_Text block:_
┌──

Many of the lesbians and homosexuals in his church are parents, and a score of their children regularly attend service, he said. The kids need Christian outlets like summer Bible school. Neighborhood children also need the word of Jesus.
"I'm a person who is not paranoid," he explained. "The neighborhood accepts us. The meetings with the kids are held outdoors, where parents can watch or join in.
"There is a segment of the heterosexual and homosexual population who are into children. We see that as an illness or a sickness. We will fight that."
Pettison's words are reasonable, but this is not about reason. When Woody Allen is accused of molesting his child, heterosexuals do not stand indicted as a group. But when a homosexual preys upon a child, all homosexuals are condemned.
By starting an outreach program to neighborhood children, Pastor Pettison is traversing emotional badlands.
He doesn't see it that way.
"I am a homosexual, and I had no more choice about that than I did the color of my eyes. You know, the church used to frown on people who were left-handed. It was considered the work of the devil. Think of homosexuality as the left-handed aspect of sexuality. I am not out to recruit anyone. We are not out to recruit children."
If Pastor Pettison is calm in the face of homophobia, it is because he learned early to deal with hysteria.
In the 1950s, when he was still straight, still a Baptist minister, the white Pettison had a church on Long Island that was overwhelmingly black. Bigots from both races threatened to kill him.
Today, Pastor Pettison once again is confronting common prejudices. He and his congregation refuse to be typecast as child molesters.
James Buonocare is one of the parents in Pastor Pettison's congregation.
He was not allowed to see his children for eight years after he told his ex-wife that he was gay.
"'Either you or some of your faggot friends will end up molesting the kids' is how she put it," said Buonocare.
Today, both of Buonocare's children know he is HIV-positive, and he has been allowed to reestablish ties with them. Though he talks of bigotry, the deaths of his friends, his own stark mortality, he constantly returns to the subject of his children.
"My son probably took the news of my illness the worst. He didn't know a lot, and asked what we had to do to keep me alive. My daughter chooses not to deal with it."
Buonocare is grateful for what blessings he does enjoy. Nor do members of his church wear bitterness upon their sleeves.

└──

_Directive 1:_ Summarize the article on Pastor Pettison's congregation in two sentences.
_Directive 2:_ According to the article on Pastor Pettison's congregation, for how long was James Buonocare not allowed to see his children?

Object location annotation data
┌──

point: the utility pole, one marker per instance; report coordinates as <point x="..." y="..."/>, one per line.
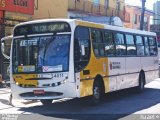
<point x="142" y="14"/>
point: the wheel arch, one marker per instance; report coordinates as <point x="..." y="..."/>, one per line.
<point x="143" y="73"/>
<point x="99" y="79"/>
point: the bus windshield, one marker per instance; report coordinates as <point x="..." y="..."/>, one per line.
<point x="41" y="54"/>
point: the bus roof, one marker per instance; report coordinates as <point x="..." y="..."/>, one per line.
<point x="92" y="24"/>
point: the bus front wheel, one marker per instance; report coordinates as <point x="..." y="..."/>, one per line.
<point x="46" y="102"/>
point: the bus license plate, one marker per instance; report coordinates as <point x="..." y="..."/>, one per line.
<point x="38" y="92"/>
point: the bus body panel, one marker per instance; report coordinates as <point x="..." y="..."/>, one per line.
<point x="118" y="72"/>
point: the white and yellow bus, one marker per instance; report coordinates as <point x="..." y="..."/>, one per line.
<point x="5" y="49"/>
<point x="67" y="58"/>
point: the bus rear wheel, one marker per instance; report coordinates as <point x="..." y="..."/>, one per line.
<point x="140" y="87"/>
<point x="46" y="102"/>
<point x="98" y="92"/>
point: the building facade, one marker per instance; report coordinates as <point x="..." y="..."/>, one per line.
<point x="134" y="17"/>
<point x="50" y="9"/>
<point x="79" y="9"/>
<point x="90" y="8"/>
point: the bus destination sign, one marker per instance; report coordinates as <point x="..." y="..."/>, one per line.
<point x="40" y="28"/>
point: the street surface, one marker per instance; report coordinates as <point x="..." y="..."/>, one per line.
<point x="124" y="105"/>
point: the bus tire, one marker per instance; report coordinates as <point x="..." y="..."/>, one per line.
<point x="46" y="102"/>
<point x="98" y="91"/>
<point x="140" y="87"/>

└──

_Result 1:_ Pastor Pettison, who describes himself as a homosexual, is starting an outreach program for neighborhood children with meetings held outdoors where parents can watch or join in, and he insists that his congregation is not out to recruit children and will fight those who are into children. The article also profiles James Buonocare, a parent in the congregation who was kept from his children for eight years after telling his ex-wife he was gay but has since been allowed to reestablish ties with them.

_Result 2:_ Eight years.